— BEGIN Extracted records —

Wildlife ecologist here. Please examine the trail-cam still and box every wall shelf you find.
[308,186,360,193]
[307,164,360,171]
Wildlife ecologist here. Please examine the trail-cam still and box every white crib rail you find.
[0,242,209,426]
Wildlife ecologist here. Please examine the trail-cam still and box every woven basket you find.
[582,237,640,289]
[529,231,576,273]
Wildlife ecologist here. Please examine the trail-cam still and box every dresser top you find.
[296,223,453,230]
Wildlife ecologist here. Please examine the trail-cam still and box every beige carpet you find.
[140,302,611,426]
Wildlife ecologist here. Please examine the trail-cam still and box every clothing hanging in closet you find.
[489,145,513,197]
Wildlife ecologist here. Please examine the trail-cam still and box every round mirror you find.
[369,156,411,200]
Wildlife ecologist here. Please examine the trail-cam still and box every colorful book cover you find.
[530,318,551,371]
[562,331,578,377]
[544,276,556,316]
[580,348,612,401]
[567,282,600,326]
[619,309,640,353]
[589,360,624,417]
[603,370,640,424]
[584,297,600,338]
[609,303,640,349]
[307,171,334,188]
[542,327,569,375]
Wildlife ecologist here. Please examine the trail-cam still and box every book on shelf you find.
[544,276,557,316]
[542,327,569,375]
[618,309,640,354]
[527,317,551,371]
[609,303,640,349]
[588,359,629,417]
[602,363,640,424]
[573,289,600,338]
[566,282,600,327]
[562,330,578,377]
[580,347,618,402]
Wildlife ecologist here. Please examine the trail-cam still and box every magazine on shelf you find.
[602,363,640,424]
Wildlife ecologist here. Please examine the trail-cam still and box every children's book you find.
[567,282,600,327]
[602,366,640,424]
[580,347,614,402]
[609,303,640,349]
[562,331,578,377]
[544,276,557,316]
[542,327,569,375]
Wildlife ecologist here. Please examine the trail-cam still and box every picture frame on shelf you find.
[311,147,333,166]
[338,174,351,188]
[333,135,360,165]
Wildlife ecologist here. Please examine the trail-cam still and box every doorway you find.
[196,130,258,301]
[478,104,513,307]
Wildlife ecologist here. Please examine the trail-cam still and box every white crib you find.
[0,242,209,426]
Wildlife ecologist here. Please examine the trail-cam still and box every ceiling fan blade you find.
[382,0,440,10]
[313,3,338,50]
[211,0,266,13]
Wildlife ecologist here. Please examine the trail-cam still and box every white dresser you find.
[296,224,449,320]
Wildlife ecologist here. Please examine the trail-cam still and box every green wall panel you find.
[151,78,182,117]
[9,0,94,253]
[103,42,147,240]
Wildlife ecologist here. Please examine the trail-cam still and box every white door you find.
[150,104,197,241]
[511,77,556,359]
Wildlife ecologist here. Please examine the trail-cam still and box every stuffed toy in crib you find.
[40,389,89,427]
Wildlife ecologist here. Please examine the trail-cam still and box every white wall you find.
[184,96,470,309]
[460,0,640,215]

— END Extracted records —

### Problem to solve
Please rewrite the material starting at the line containing "doorway you find." and ending at the line containing "[211,0,266,13]", putting "inspect" in place of "examine" and leaving everything else unchanged.

### Exercise solution
Wildlife ecologist here. Please inspect the trail-cam still and box every doorway you find.
[196,130,258,301]
[478,104,513,307]
Wildlife ecologist here. Please inspect the trail-cam still and box every white crib you find.
[0,242,209,426]
Wildlife ecologist here. Please inspect the trail-cam still and box every ceiling fan blade you find.
[382,0,440,10]
[313,3,338,50]
[211,0,266,13]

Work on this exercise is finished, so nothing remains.